◆ Data extract ◆

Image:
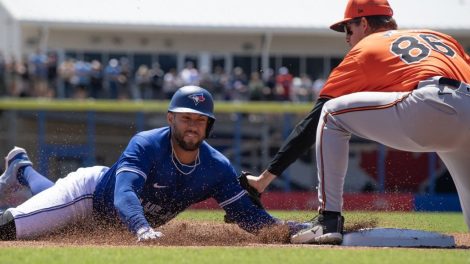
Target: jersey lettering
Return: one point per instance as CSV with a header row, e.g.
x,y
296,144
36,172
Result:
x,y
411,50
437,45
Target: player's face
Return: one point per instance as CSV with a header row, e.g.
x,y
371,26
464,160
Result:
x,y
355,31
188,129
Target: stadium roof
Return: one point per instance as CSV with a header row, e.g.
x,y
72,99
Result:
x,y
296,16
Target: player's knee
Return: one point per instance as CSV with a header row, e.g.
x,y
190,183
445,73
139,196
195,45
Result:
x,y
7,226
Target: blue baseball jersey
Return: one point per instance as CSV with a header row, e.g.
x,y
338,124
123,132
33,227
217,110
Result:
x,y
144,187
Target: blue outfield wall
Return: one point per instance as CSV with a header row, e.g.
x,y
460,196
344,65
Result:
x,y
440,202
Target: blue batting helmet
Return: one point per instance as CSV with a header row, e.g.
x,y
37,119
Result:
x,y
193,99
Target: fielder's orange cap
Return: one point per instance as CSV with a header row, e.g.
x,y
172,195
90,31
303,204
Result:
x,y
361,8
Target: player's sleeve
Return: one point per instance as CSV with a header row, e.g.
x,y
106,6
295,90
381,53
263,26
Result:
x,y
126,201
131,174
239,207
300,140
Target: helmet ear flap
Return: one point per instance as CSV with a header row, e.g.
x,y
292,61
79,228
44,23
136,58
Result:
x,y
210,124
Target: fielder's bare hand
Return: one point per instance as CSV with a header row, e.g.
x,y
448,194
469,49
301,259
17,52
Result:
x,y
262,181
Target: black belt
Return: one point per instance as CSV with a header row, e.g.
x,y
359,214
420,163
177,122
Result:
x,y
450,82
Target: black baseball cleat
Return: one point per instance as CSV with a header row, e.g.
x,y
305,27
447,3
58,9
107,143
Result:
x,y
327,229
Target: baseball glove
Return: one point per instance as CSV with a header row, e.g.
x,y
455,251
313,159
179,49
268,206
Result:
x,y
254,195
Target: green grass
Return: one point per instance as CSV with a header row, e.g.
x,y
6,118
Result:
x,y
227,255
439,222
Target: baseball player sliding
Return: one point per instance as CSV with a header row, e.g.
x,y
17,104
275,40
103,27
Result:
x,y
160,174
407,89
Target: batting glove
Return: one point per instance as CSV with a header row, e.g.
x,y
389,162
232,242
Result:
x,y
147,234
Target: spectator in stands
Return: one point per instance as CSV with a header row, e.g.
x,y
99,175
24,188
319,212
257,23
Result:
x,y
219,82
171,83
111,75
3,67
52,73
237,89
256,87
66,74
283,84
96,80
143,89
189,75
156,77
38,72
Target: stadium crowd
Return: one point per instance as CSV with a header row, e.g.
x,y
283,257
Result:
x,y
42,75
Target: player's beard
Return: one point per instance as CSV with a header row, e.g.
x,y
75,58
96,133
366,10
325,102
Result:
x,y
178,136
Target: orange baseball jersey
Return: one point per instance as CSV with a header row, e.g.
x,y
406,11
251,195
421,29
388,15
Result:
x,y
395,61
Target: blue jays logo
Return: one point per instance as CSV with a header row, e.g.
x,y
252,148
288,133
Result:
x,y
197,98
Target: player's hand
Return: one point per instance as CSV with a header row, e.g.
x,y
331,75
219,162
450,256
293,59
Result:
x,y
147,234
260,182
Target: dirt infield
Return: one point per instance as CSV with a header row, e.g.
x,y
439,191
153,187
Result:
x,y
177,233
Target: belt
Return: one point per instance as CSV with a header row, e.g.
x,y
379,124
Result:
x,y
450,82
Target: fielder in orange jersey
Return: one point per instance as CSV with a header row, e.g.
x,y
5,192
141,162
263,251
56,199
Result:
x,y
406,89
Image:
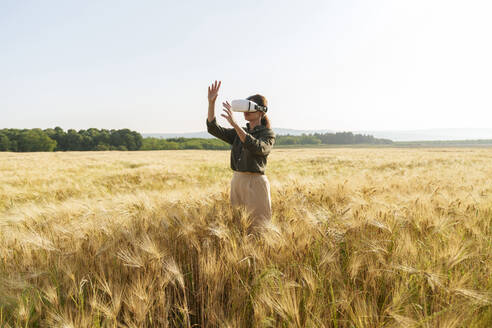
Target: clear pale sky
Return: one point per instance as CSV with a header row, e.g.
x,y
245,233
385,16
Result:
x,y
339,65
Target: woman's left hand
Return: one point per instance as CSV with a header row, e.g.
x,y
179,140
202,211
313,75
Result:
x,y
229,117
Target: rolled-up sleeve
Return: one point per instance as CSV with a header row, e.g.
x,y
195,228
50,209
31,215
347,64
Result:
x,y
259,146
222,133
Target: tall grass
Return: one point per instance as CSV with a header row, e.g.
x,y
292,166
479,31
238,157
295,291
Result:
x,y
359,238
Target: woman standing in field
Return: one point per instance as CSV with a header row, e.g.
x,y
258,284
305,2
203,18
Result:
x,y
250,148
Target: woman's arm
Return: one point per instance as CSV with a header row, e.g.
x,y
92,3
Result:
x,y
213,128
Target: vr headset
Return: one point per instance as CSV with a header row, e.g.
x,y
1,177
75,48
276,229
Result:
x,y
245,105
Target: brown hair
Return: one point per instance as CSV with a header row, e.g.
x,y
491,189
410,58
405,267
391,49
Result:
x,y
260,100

* * *

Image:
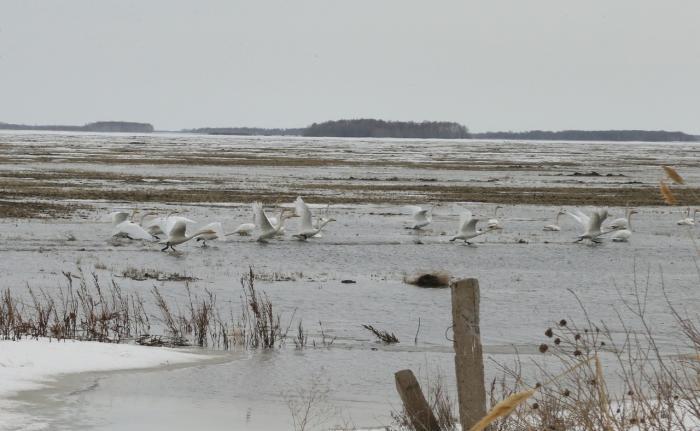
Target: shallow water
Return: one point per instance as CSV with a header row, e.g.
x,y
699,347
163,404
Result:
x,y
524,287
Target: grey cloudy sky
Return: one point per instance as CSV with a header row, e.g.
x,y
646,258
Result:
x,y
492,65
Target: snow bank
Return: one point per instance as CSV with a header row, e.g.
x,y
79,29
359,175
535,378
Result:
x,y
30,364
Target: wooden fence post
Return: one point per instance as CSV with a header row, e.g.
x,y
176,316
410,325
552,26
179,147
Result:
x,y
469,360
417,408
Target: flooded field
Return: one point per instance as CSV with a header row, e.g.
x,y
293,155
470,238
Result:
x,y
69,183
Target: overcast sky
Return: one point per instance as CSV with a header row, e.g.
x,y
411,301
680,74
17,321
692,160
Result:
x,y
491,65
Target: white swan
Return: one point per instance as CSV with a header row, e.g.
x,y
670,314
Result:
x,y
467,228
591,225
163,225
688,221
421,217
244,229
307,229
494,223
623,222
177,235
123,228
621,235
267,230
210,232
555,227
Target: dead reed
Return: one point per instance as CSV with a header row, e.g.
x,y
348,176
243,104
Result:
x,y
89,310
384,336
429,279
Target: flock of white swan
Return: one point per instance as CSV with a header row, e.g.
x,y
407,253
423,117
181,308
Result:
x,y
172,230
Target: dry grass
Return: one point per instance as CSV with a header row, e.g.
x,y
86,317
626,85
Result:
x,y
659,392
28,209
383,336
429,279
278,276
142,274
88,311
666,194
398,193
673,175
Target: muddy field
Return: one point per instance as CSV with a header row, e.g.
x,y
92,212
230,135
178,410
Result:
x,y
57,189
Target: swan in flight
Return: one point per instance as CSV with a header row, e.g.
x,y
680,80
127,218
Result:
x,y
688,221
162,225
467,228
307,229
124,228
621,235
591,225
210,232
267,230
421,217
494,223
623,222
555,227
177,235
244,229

...

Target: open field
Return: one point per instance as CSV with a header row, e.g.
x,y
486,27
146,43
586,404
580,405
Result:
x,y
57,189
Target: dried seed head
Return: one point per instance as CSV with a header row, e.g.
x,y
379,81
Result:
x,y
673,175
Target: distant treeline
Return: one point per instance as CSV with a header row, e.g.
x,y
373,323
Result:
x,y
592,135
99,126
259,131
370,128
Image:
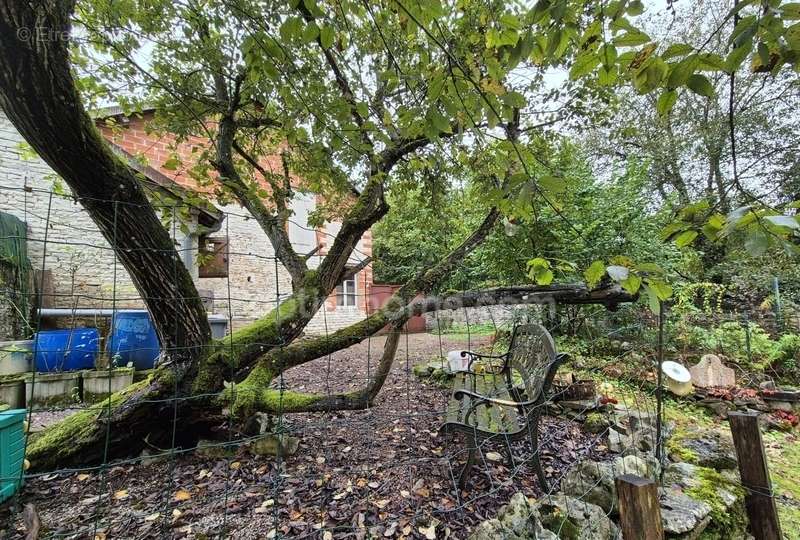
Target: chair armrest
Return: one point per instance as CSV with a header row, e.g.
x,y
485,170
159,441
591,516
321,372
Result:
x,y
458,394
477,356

◆ Exercise brief ◆
Extract each line of the data above that contains the word "player".

◆ Final answer ◆
Target: player's face
Target: player's knee
Target: player's sleeve
Target: baseball player sliding
Target: player's beard
Target: player's hand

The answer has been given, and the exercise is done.